Luke Tierney - 17th Feb 2014

Music video is, in our minds, currently the best platform for young creatives. 'Deleted' is an example of this with 67 artists coming together to create one piece including directors Video Marsh and Yoann Lemoine (aka Woodkid).

With no one defined director, Jerome Potter aka Jerome LOL only credits himself as the producer. Taking note from when the internet was just a toddler the graphics are raw, the desktop is 95 and the guy's not even using tabs!

On those rare occasions an artist directs his own promo we always take notice, so we took this opportunity to find out more about Jerome LOL, his affinity for crowd-sourcing, and how the final edit came together. 

LT: You could be described as an artist, producer, DJ or director. How would you describe yourself?

JP: I would describe myself as a musician. The visual work I have done is an extension of the music; the process of working visually is similar to working musically. When you’re editing a video, it’s a very musical process. 

Could you explain the concept of the video for us?

The video is meant to redefine the frame for the viewer. As opposed to just watching a full-frame video on YouTube, the video begins with a desktop and a mouse that opens up the video for you. I wanted the editing to be done through pop up windows as opposed to cuts on the actual screen in order to mimic the “one-shot” process of using your computer. Everyday when you are on your computer it is one long shot. There are no cuts: you rearrange windows, you minimize them, you use different programs, but it is one long “shot.”.

As your previous project shows, LOL Boys - Changes, crowd-sourcing isn't new to you, what is it that attracts you to using it?

There are a few things that attract me to working this way. First, I think it is great to give others the opportunity to create. It’s also really interesting to see the large variety of what people choose to create. I like the idea that I simply become the curator of the project, deciding what goes where and how everything is presented. Music videos, or any moving picture, that are shot on a set is a collaboration of so many different people: the director, the DP, the grips, the PAs, etc. Working digitally like this, however, the collaborators all become creators.

= = = = =

#### Directive 1:
Reproduce a section of the interview word for word, beginning at the words "LT: You could" and stopping after the words "very musical process.".
#### Directive 2:
In the interview, condense the paragraph that begins "There are a few things that attract me" into a short bulleted list that keeps its main points.

#### Data provided:

= = = = =

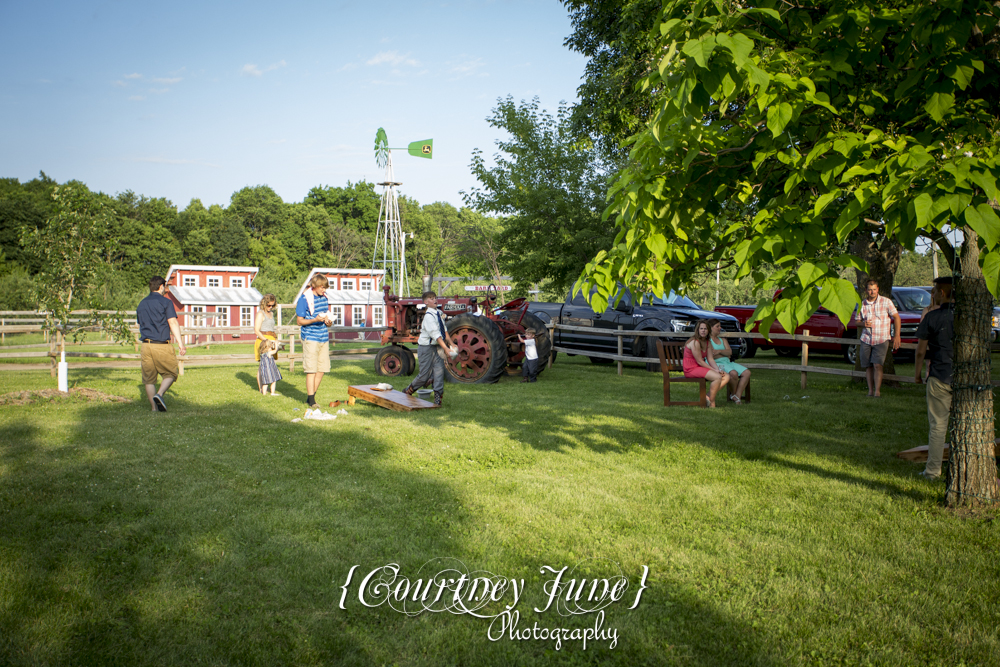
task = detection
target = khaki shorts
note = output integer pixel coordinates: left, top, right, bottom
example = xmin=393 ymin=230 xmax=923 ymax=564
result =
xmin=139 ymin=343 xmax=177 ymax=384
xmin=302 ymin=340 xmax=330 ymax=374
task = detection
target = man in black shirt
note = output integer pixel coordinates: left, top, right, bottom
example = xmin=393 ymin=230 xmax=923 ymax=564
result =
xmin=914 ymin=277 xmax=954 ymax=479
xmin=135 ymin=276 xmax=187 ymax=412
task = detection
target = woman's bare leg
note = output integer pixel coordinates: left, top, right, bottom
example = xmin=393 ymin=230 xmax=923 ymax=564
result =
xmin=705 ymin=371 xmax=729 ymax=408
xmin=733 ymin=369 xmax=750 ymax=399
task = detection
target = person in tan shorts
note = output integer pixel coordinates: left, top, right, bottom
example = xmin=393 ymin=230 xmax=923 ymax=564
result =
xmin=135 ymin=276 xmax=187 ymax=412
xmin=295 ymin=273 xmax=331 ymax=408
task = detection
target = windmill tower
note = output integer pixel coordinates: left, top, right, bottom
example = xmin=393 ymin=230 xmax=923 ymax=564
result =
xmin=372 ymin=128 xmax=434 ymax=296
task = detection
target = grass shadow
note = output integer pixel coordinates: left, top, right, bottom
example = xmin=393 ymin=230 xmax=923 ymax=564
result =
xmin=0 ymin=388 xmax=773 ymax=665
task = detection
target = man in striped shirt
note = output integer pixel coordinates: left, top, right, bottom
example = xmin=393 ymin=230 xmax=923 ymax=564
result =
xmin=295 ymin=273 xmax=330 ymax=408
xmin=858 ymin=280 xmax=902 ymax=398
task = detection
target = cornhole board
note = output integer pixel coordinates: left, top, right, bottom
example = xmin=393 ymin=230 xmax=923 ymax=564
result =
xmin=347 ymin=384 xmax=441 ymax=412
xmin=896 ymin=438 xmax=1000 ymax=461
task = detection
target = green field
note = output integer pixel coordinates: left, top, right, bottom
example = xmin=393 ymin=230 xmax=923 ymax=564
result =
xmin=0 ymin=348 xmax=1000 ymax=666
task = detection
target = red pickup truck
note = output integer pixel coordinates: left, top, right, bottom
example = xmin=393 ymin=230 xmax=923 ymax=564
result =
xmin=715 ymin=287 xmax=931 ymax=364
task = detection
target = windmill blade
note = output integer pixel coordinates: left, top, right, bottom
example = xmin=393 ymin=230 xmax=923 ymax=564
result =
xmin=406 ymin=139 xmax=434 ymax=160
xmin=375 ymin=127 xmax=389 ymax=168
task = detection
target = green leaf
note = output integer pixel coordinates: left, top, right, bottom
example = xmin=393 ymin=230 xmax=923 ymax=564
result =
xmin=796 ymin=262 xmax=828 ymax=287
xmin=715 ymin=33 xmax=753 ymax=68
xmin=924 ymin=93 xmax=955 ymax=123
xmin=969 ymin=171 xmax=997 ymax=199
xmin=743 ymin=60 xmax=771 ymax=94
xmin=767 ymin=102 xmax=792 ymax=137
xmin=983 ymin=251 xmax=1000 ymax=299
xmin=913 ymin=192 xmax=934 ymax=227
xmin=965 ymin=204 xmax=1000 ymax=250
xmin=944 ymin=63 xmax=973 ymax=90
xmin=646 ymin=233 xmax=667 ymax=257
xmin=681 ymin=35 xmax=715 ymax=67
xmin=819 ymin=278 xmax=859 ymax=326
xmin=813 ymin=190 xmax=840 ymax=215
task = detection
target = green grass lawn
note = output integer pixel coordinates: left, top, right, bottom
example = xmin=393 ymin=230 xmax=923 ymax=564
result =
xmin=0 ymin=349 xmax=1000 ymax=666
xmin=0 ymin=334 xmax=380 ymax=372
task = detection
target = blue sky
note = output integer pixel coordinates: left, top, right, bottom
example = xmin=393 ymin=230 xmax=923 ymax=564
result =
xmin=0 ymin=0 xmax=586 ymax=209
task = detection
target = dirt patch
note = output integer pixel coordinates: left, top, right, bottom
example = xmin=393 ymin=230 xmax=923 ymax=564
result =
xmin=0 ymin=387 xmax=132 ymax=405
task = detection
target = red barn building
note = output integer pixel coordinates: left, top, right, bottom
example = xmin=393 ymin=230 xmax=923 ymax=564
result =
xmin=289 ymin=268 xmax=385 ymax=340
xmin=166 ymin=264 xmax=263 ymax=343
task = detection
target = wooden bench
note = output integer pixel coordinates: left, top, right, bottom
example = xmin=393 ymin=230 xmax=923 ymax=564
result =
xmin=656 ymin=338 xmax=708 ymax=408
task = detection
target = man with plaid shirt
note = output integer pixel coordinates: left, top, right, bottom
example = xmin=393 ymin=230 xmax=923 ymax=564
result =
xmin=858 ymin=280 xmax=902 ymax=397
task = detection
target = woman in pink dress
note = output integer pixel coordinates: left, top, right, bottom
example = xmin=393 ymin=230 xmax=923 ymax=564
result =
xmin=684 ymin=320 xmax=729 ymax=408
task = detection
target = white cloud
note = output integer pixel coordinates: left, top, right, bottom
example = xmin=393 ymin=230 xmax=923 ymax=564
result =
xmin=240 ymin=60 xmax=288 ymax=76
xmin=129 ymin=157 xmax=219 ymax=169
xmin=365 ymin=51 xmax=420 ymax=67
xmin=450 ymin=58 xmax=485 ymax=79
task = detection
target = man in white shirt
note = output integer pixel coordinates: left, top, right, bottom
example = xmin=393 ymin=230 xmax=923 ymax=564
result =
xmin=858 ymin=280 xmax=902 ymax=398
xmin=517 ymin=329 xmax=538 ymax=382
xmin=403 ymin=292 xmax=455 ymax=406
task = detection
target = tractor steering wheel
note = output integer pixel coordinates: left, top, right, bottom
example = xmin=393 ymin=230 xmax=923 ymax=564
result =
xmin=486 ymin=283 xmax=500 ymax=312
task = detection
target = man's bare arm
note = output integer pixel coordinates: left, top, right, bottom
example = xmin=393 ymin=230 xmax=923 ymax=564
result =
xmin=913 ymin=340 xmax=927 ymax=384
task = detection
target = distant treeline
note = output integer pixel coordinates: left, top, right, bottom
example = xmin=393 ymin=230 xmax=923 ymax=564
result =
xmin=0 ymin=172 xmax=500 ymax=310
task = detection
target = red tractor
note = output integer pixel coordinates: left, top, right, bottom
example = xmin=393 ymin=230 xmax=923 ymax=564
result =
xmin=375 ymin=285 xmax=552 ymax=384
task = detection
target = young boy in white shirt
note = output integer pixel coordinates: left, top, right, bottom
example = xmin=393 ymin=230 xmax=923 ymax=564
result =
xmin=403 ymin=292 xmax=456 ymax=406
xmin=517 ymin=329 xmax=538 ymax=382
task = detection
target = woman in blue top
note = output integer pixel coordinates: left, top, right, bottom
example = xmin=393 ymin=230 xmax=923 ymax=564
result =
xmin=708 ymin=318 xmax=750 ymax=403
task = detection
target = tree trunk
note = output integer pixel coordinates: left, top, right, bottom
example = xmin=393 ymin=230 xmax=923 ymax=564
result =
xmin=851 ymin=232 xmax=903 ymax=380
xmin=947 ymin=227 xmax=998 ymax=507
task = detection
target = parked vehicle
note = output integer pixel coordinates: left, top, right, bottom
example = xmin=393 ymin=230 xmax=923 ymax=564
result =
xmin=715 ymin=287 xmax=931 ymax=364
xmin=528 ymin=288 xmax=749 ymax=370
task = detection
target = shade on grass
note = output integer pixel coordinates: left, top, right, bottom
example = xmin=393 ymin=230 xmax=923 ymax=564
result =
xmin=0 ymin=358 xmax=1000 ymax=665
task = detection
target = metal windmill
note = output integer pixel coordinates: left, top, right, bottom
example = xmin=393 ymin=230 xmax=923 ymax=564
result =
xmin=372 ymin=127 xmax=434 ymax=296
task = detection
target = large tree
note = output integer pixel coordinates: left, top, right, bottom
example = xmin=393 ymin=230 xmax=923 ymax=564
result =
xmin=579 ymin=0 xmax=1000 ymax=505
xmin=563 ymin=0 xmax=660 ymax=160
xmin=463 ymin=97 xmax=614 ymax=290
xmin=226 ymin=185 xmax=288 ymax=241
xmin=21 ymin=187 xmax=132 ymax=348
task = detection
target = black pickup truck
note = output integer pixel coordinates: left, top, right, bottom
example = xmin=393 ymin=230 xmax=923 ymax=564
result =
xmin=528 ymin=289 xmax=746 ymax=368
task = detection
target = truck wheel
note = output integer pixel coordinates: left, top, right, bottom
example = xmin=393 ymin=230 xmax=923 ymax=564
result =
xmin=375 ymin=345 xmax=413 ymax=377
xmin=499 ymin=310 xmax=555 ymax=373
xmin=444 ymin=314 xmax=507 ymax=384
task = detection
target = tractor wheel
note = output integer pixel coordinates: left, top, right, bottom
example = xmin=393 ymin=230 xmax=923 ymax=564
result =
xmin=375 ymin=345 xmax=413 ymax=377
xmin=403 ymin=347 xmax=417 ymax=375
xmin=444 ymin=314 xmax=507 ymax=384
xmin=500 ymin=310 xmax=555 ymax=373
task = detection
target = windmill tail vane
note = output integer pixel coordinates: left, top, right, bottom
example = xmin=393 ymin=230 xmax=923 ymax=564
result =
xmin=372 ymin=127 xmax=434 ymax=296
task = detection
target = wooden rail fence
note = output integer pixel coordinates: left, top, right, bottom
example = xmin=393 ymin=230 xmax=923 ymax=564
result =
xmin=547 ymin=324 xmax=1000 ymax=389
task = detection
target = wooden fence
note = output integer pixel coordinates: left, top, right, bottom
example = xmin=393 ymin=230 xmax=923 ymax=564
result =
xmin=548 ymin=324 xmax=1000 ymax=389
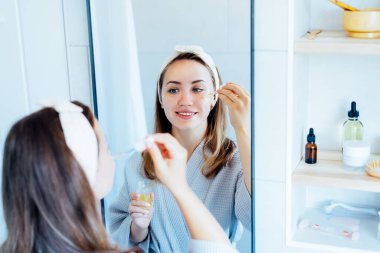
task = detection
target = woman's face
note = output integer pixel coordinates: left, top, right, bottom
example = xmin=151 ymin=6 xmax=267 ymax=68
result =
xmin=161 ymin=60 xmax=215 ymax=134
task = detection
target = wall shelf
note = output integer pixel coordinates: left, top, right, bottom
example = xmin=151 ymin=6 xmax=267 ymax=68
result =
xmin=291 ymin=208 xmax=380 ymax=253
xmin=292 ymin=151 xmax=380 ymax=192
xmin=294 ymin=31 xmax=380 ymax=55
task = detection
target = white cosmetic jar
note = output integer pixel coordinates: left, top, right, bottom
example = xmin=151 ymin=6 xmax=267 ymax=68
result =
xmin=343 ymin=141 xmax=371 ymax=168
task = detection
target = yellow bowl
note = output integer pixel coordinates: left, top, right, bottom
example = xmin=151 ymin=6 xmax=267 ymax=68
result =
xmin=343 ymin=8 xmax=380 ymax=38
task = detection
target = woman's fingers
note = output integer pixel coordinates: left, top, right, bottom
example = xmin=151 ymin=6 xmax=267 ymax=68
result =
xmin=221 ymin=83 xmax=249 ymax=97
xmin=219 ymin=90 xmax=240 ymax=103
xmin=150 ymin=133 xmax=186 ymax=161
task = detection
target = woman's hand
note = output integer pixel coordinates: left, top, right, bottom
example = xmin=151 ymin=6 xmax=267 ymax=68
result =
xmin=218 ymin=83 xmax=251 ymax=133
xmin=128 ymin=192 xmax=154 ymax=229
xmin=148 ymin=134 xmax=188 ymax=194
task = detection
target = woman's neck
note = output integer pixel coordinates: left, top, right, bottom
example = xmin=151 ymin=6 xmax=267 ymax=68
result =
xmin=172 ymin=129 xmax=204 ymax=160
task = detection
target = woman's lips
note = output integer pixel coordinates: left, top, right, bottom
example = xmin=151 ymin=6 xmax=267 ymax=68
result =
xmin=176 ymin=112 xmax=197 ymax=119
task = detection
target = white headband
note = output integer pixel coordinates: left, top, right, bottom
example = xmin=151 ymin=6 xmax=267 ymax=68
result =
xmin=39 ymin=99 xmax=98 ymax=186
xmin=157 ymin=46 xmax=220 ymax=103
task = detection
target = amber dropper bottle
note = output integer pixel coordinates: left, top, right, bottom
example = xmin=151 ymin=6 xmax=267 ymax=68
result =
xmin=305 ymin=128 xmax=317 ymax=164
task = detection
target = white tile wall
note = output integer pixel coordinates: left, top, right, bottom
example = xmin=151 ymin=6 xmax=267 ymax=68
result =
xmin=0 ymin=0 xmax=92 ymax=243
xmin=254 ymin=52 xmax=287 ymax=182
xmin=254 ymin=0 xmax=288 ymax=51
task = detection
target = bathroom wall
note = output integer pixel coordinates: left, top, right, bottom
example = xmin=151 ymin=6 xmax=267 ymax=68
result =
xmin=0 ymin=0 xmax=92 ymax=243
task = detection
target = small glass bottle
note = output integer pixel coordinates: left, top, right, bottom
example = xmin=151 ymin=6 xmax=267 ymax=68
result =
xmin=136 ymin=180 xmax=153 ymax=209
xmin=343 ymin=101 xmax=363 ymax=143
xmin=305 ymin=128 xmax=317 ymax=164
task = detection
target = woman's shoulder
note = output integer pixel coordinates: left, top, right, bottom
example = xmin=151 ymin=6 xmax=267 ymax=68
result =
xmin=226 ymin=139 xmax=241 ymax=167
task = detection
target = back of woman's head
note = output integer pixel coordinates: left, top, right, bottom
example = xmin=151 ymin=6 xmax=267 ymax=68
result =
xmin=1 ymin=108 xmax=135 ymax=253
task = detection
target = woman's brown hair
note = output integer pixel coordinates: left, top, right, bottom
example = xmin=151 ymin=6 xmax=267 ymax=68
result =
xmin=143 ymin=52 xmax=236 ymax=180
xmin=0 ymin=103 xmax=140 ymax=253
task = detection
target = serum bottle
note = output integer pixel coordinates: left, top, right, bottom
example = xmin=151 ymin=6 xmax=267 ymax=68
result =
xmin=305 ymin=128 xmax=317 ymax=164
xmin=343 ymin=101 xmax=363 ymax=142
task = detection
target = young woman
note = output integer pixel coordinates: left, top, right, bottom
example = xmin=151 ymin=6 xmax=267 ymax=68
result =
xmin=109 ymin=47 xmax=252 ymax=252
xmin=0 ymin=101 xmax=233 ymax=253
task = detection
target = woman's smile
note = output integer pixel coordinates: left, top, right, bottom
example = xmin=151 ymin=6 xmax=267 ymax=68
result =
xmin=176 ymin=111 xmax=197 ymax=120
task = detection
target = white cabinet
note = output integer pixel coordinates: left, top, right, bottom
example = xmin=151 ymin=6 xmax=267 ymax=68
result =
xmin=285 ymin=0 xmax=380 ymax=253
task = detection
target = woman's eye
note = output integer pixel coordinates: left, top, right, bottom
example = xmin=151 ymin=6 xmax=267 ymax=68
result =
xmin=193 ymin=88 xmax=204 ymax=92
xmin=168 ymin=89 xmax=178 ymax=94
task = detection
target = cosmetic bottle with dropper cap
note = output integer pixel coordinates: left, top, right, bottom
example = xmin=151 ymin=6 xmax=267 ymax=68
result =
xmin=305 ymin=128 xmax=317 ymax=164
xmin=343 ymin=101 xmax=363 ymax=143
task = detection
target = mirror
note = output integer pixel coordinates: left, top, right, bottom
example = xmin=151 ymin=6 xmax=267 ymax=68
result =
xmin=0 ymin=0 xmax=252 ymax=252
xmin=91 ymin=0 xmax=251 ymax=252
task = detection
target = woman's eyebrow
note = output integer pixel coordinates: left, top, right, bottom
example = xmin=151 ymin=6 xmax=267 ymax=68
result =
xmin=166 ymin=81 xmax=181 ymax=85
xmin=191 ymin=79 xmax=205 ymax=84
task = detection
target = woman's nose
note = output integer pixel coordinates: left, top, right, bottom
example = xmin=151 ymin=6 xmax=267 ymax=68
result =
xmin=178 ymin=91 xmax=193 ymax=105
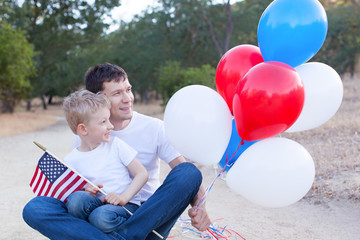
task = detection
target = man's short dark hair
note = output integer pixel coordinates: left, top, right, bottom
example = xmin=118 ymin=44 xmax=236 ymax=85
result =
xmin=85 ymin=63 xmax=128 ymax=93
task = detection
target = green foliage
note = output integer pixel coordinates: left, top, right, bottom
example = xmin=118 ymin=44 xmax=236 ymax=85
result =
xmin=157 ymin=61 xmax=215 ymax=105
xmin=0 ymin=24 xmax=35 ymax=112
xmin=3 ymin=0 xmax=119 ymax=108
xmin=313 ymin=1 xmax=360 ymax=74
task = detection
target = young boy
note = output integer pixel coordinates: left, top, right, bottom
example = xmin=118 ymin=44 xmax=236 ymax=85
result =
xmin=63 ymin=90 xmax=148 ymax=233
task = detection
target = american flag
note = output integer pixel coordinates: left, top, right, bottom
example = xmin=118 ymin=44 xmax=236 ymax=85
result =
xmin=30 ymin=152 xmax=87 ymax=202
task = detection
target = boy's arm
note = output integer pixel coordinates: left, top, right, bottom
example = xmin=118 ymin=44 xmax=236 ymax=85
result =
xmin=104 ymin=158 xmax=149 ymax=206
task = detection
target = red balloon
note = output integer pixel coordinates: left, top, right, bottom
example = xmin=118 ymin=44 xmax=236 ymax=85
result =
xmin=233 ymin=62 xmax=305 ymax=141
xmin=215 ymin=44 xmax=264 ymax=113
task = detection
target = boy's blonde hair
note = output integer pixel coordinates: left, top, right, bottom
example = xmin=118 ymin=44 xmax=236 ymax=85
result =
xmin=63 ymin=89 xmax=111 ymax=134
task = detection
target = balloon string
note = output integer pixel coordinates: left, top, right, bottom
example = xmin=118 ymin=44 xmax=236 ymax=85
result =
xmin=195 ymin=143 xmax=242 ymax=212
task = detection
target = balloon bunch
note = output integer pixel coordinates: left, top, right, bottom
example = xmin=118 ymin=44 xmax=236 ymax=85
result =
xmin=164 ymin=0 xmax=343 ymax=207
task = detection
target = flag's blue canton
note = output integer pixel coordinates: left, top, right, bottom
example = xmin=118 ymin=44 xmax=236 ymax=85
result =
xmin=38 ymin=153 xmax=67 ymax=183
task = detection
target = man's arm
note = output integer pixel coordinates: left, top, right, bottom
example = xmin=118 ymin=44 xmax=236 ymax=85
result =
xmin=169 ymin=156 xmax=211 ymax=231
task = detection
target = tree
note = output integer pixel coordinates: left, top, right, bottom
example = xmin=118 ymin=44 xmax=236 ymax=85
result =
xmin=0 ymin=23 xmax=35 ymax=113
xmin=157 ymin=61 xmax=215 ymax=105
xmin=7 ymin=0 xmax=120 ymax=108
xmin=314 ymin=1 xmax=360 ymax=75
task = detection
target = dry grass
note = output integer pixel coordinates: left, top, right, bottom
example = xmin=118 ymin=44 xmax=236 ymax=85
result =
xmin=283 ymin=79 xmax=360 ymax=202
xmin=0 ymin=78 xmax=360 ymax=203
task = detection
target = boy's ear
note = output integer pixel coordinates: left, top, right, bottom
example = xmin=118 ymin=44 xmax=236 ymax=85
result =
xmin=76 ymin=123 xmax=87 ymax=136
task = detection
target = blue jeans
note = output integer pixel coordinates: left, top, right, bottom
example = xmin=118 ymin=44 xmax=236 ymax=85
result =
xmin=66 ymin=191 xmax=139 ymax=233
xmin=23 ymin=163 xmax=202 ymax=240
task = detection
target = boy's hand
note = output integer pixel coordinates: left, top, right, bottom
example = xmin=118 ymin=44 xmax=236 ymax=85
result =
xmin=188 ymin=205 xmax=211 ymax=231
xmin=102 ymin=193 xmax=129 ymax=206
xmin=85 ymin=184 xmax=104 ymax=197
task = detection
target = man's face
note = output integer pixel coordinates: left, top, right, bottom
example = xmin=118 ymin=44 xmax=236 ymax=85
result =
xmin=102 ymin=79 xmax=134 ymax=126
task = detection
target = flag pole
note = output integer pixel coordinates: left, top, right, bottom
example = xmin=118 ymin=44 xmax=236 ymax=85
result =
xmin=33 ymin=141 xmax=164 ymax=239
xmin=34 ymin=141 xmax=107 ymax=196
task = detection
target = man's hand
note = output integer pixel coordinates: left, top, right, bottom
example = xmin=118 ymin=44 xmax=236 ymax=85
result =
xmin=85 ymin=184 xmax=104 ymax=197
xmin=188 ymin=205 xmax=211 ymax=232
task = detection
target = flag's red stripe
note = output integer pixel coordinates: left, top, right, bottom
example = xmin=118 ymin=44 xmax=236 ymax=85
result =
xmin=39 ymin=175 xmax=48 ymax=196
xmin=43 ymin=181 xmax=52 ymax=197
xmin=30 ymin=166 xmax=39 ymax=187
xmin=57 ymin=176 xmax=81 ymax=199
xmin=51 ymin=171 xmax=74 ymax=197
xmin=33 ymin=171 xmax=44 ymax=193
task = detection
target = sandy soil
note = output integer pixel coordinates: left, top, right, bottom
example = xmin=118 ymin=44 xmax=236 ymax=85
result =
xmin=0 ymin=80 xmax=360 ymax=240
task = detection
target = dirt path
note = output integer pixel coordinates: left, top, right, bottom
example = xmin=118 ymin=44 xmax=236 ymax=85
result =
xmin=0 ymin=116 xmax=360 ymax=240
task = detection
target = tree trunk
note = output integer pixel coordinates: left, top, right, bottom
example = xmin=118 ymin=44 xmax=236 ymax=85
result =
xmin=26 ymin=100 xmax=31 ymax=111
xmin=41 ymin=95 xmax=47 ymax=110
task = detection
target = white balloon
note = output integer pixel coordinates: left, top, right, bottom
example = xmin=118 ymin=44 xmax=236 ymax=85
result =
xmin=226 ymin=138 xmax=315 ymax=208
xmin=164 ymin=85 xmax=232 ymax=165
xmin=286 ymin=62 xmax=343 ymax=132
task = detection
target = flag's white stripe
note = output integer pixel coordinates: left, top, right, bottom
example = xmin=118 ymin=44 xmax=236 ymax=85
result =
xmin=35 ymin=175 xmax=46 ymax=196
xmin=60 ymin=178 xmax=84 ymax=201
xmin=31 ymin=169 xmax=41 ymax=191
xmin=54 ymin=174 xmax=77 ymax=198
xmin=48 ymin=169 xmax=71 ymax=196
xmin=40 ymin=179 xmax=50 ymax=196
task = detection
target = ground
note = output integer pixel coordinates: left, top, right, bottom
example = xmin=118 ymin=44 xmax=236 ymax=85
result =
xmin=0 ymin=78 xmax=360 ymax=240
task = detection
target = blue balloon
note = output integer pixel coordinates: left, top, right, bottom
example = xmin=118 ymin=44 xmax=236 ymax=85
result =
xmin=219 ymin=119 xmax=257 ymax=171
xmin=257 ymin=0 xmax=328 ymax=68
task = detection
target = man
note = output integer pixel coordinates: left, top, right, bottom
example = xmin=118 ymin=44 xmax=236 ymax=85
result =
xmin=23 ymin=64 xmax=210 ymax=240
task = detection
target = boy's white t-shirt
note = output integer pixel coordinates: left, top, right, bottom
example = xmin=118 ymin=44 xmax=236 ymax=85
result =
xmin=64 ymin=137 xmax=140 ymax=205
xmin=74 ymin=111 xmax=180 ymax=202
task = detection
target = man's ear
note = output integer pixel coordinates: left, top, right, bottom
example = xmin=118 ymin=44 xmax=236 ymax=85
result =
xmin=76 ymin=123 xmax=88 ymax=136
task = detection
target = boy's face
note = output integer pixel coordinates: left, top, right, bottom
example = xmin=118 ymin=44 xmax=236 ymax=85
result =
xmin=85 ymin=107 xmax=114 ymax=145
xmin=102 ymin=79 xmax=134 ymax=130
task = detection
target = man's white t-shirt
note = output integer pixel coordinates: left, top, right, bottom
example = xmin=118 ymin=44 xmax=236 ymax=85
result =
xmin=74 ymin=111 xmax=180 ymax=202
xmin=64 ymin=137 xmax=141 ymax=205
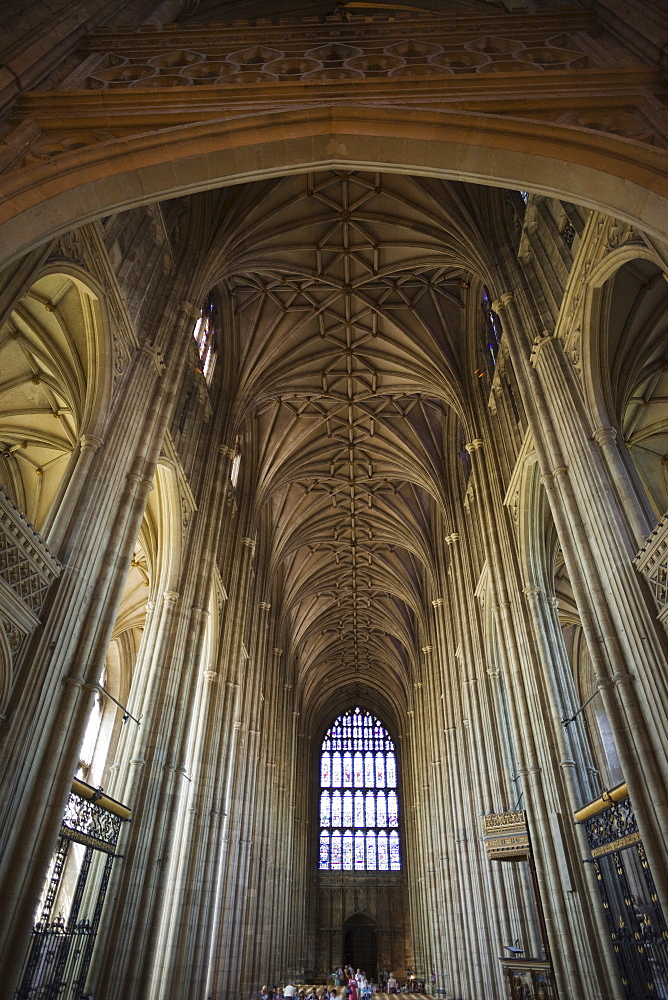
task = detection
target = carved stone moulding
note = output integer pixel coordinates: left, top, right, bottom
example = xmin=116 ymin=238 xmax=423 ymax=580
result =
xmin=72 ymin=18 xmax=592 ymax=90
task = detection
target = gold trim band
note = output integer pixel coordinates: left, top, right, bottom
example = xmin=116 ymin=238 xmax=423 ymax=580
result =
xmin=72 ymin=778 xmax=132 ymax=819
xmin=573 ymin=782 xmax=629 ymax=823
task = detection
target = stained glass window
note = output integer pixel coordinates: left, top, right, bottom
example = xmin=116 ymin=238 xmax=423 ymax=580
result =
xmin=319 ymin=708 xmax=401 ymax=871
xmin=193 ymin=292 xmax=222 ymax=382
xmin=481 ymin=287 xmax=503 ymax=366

= = = = =

#### Final result 1:
LT: You could be described as an artist, producer, DJ or director. How would you describe yourself?

JP: I would describe myself as a musician. The visual work I have done is an extension of the music; the process of working visually is similar to working musically. When you’re editing a video, it’s a very musical process.

#### Final result 2:
- It gives others the opportunity to create.
- It shows the wide variety of what people choose to make.
- He becomes the curator, deciding what goes where and how everything is presented.
- Videos shot on a set are collaborations of many people (director, DP, grips, PAs), but working digitally turns all the collaborators into creators.